→ ESTRATTO
◇ ◇ ◇

Cieca dopo un trapianto, gioca a baseball.
Va in barca a vela, ha pattinato sul ghiaccio e preso lezioni di arrampicata: «Lo sport mi ha ridato la forza di vivere».
Sei anni di danza classica, quand'era ragazza, e tre di danza moderna. Ginnastica artistica e atletica leggera. Liceo scientifico, maturità, un anno di Medicina all'Università. Poi la grande evasione dalla famiglia con la scalata a un sogno, verso Milano: accompagnatrice turistica e, in seguito, impiegata in una ditta di autonoleggio a Linate.
A quel punto Loredana aveva circa trent'anni. Tutti dipanati nel suo gomitolo personale, reso sempre più complesso dai continui spostamenti del padre, militare di carriera: da Brescia a Verona, alla Puglia, a Firenze, ai pressi di Roma, all'Egitto. Se lei parla francese, inglese, arabo, spagnolo e naturalmente l'italiano, il motivo risiede pure nel destino di nomade, anche felice, che benevolmente l'ha accompagnata non oltre quei circa trent'anni della vita.
Perché fu allora che Loredana si ammalò di leucemia. E fu poco dopo che subì un trapianto di midollo («Mia sorella Manuela, la donatrice, non saprà mai fino in fondo quale sia il valore del regalo che mi ha fatto»).
Con la guarigione, il peggio sembrava finito lì. E invece... «Invece la malattia aveva creato in me una forma particolare di rigetto, che mi ha preso le cornee, opacizzandole, e il sistema lacrimale. Una patologia chiamata anche "dell'occhio secco".
La perdita della vista si è rivelata graduale ma ineluttabile. Se riuscissi, come si dice, ad aprire gli occhi probabilmente percepirei delle ombre. Ma ho una fotofobia altissima. Metto in continuazione, negli occhi che bruciano, lacrime artificiali. Giro col bastone e con questi occhiali scuri da ghiacciaio. In pratica, se vogliamo arrivare a un dunque necessario, da 3-4 anni sono stata definita cieca totale».
La sua storia traumaticamente diabolica potrebbe chiudersi così, con un «poverina» che tuttavia Loredana respingerebbe sdegnata. Potrebbe chiudersi così se non fosse che oggi, a 43 anni, lei fa vela («Come prodiera») a livello agonistico, ci ha provato con il pattinaggio su ghiaccio, ha preso alcune lezioni di arrampicata e gioca a baseball («Uno sport che mi affascina tantissimo»). E gioca, sul campo del centro Saini di Milano, nella squadra mista dei «Thunder's Five», partecipante al campionato italiano di settore con le consorelle di Empoli, Firenze e Bologna.

◇ ◇ ◇

→ VOCI

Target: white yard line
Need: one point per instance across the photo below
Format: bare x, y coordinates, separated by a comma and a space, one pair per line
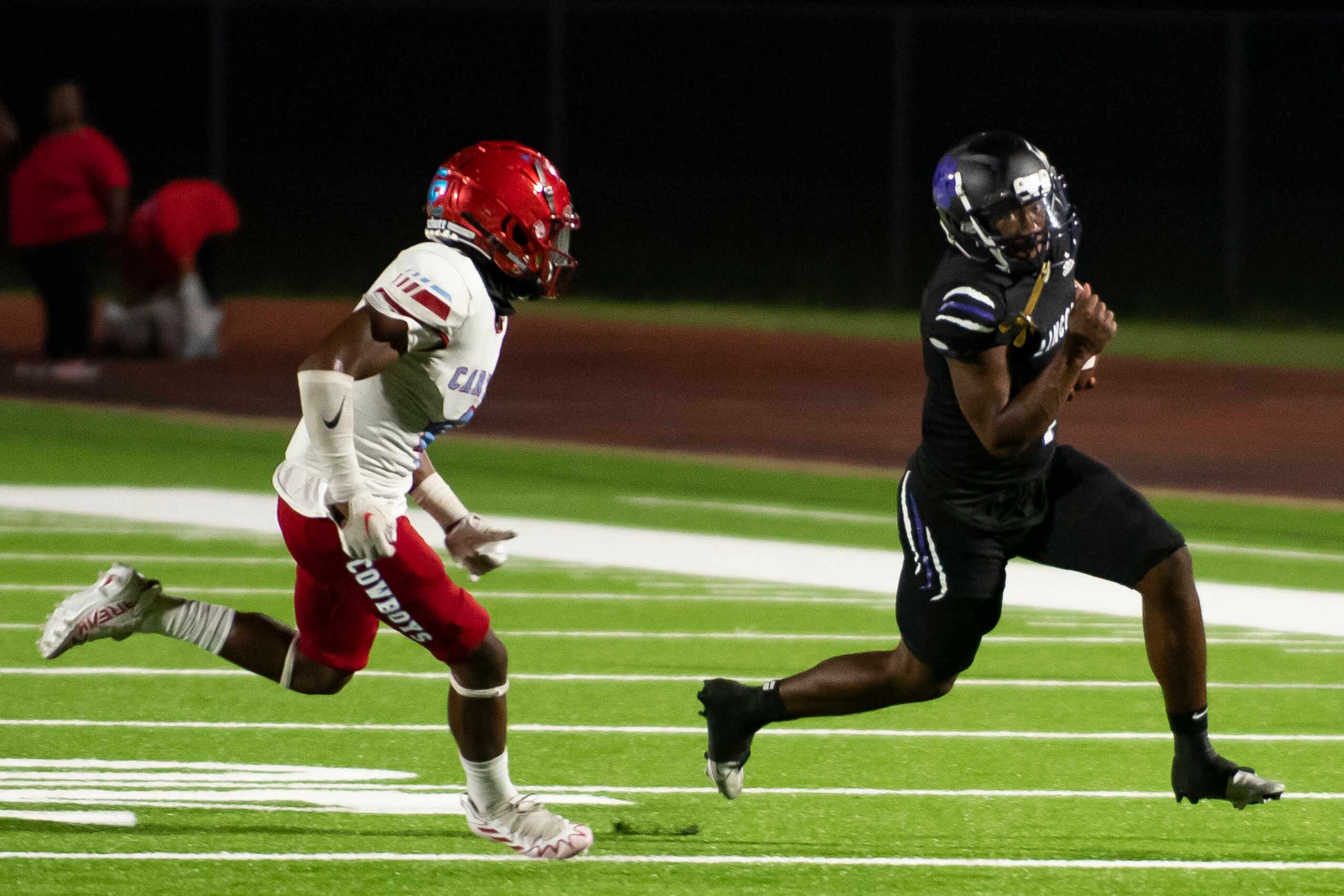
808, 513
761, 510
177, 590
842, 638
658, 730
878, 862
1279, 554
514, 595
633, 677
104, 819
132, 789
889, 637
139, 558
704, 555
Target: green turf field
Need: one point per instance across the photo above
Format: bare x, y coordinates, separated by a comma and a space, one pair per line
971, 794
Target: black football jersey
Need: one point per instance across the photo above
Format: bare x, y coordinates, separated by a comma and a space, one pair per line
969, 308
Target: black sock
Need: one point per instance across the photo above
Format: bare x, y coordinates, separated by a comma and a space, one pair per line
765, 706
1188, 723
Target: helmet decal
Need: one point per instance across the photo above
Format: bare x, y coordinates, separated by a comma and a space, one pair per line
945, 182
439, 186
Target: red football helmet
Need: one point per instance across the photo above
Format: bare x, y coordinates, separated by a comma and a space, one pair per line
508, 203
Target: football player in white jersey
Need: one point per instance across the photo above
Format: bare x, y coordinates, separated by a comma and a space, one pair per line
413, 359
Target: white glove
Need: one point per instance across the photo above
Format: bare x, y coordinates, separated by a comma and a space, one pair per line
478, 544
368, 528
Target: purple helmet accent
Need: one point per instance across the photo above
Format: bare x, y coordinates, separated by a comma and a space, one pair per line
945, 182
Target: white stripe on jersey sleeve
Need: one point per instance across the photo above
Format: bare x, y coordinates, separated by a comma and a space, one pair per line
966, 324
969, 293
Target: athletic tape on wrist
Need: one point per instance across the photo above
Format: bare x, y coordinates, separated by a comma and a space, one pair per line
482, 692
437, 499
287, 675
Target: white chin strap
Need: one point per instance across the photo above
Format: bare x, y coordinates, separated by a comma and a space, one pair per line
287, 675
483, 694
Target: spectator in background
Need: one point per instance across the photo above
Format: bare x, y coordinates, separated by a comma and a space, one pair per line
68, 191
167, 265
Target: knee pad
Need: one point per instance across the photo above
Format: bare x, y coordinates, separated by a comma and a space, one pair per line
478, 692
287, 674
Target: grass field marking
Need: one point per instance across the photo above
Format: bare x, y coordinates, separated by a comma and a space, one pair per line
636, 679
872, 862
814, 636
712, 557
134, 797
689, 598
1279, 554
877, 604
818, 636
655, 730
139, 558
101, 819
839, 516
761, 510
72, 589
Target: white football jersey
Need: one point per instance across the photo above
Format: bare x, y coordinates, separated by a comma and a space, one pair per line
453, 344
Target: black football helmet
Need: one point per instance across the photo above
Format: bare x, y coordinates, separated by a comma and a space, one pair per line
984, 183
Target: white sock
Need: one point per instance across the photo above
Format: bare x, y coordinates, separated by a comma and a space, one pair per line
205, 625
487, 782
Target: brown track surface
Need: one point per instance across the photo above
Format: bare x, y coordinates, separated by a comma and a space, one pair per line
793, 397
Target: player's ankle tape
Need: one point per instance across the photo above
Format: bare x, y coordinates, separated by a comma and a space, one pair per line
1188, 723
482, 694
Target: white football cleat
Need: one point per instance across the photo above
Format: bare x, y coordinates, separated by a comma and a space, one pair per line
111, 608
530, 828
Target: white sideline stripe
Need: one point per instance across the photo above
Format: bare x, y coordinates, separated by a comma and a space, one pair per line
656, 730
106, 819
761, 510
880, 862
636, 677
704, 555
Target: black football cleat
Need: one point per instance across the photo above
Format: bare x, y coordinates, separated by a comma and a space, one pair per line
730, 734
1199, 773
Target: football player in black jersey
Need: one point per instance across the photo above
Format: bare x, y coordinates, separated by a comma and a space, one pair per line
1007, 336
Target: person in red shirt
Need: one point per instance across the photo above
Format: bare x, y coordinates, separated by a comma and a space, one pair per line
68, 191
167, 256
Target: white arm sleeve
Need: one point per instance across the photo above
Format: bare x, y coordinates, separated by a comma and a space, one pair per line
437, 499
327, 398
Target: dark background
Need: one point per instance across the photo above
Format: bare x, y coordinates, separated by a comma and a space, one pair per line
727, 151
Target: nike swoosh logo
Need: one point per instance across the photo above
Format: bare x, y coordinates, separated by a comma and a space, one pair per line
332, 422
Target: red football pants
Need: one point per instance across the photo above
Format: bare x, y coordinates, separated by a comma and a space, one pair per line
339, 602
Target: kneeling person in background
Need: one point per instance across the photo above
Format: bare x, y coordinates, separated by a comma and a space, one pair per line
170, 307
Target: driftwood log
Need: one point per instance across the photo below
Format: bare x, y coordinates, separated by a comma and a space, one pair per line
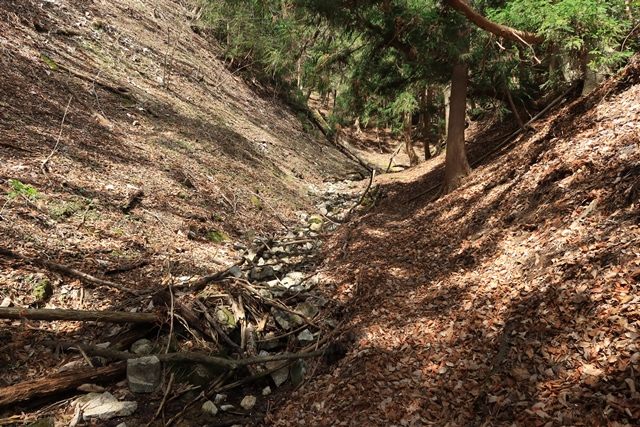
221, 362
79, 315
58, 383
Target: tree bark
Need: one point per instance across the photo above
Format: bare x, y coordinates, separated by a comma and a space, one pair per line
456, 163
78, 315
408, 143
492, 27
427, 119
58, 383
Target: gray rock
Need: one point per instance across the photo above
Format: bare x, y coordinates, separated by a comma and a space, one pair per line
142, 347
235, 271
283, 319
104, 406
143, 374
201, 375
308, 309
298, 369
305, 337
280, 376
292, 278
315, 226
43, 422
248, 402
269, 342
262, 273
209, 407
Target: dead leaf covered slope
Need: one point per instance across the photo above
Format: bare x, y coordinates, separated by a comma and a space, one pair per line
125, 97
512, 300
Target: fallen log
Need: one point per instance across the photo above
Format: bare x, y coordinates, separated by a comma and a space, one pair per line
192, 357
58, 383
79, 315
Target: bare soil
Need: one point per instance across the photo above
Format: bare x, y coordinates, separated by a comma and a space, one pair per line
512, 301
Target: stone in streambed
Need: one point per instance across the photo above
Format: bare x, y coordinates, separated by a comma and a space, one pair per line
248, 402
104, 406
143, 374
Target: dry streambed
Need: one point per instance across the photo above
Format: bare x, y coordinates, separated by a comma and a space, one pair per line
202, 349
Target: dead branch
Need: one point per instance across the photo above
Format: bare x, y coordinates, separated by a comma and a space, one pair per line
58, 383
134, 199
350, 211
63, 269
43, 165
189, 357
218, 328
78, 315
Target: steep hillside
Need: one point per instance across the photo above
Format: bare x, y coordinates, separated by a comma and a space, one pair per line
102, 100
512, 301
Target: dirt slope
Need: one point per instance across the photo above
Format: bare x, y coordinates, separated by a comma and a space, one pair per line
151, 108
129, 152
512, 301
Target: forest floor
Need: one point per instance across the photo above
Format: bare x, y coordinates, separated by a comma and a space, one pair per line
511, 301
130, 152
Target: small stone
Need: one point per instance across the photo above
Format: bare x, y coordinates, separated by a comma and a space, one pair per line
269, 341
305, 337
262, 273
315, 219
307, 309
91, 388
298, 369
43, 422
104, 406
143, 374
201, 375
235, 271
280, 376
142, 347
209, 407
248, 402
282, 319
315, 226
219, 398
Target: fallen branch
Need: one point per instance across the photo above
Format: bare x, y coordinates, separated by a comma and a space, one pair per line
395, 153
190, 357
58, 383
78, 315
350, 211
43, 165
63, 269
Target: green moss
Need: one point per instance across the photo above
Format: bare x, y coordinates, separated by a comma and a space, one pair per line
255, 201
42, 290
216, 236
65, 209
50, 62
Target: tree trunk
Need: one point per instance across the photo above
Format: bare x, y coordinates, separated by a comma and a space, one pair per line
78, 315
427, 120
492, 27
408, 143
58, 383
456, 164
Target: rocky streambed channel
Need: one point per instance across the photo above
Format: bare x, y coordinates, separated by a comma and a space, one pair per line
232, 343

◇ ◇ ◇

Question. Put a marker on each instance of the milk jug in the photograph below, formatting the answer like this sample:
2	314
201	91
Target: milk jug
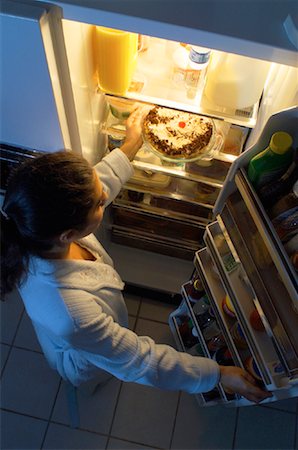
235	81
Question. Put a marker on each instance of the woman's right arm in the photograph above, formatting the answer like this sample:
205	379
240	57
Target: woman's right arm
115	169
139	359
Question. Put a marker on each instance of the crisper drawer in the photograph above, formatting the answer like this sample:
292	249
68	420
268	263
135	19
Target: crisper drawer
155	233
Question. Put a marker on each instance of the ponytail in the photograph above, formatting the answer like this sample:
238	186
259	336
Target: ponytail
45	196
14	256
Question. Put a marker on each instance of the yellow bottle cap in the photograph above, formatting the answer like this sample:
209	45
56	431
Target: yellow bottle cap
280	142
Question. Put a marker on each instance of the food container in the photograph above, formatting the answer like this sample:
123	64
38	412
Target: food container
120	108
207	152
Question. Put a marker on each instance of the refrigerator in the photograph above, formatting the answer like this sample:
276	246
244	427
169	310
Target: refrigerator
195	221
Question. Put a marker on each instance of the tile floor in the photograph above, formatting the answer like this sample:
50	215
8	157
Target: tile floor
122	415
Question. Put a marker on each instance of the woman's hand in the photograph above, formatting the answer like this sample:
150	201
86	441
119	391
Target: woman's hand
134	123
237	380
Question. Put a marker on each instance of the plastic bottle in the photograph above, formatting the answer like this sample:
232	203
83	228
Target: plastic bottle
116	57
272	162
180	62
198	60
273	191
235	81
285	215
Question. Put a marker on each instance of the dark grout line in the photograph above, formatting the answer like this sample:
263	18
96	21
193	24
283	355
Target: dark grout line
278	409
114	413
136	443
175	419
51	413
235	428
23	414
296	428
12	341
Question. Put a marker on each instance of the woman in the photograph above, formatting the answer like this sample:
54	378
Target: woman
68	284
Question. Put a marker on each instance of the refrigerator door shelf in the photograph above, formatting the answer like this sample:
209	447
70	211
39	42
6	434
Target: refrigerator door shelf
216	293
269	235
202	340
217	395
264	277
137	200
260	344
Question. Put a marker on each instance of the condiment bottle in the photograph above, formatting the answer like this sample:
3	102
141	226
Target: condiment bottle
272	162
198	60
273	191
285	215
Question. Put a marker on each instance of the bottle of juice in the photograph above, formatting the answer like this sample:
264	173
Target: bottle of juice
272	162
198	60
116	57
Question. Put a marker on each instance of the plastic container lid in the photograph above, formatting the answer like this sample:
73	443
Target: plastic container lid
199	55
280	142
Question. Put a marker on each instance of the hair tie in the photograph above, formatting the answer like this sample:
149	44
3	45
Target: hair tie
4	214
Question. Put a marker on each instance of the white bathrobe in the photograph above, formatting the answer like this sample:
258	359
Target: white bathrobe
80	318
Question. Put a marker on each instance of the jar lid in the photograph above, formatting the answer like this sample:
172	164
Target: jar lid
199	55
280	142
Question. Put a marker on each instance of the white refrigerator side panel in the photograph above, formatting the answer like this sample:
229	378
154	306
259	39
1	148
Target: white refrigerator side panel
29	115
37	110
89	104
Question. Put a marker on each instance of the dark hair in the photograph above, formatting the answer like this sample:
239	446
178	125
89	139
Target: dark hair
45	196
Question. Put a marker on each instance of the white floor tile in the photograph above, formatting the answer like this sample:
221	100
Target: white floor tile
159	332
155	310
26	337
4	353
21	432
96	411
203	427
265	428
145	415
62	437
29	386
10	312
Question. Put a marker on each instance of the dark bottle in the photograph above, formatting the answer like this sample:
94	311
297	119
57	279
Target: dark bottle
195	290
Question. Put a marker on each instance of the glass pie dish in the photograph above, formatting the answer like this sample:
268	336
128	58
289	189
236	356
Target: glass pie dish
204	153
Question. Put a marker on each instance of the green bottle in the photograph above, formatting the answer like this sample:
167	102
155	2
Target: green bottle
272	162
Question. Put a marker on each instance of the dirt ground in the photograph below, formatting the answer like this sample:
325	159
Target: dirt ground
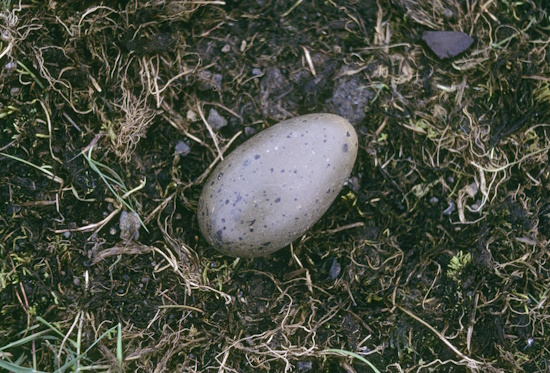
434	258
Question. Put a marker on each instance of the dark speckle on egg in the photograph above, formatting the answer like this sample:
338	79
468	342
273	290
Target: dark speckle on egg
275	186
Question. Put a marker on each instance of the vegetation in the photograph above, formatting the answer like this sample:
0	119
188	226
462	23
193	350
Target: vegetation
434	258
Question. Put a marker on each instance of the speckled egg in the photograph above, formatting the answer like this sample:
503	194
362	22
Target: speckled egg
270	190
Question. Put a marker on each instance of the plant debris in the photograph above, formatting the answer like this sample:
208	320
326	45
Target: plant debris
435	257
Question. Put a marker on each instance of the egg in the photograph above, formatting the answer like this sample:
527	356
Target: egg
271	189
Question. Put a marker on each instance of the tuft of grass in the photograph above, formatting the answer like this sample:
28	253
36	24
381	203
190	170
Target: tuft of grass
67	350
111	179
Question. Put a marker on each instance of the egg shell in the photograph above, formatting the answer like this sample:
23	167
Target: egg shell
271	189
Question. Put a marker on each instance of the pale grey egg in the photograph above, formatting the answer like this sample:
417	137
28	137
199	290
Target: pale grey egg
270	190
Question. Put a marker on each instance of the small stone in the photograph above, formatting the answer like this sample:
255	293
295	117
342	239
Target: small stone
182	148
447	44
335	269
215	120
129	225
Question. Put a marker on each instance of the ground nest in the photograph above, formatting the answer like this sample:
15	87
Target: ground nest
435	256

◇ ◇ ◇

→ CONSEGNA
Scrivi il seguito dell'estratto sulla storia di Loredana, riprendendo subito dopo l'ultima frase. Le voci non hanno alcun legame con l'estratto.

→ SOLUZIONE
«Tutti non vedenti e ipovedenti, che però vengono bendati perché il livello del buio deve essere uguale per tutti».
È davvero baseball o è softball? «È baseball. Certo lo giochiamo seguendo regole diverse da quelle che presiedono al baseball dei normodotati. Da noi non c'è il lanciatore né il ricevitore. Esiste soltanto un battitore che, reggendo e lasciando cadere per un attimo la palla con la mano di un braccio, con l'altro braccio e una regolare mazza deve colpirla.
La palla è bucata e contiene dei sonagli. Quando la palla arriva nella zona della difesa, la difesa deve ascoltarla e cercare di prenderla. Con l'ausilio di alcuni vedenti, che indicano dove lanciare la palla, il battitore, lasciata la mazza, si avvia verso la seconda base. Non ci sono giocatori in prima base, dove c'è un punto sonoro che permette di girare di 90 gradi per andare in seconda base. E avanti così, sempre con la guida di vedenti, sino alle basi successive. Ma dalla terza base a casa madre dobbiamo andare da soli, sperando di correre diritti per conquistare il punto».
Capita che con la mazza, anziché prendere la palla, si colpisca la mano che regge?
«Ho rischiato, ma non mi è mai successo. Io sono potente e determinata. Il baseball, come altri sport, mi ha dato e mi dà, dopo gli anni neri e a rischio di depressione, la forza di rimettermi in gioco. Una volta, prima donna non vedente, ho fatto un fuori campo: una festa di applausi che mi ha restituito la voglia di sorridere.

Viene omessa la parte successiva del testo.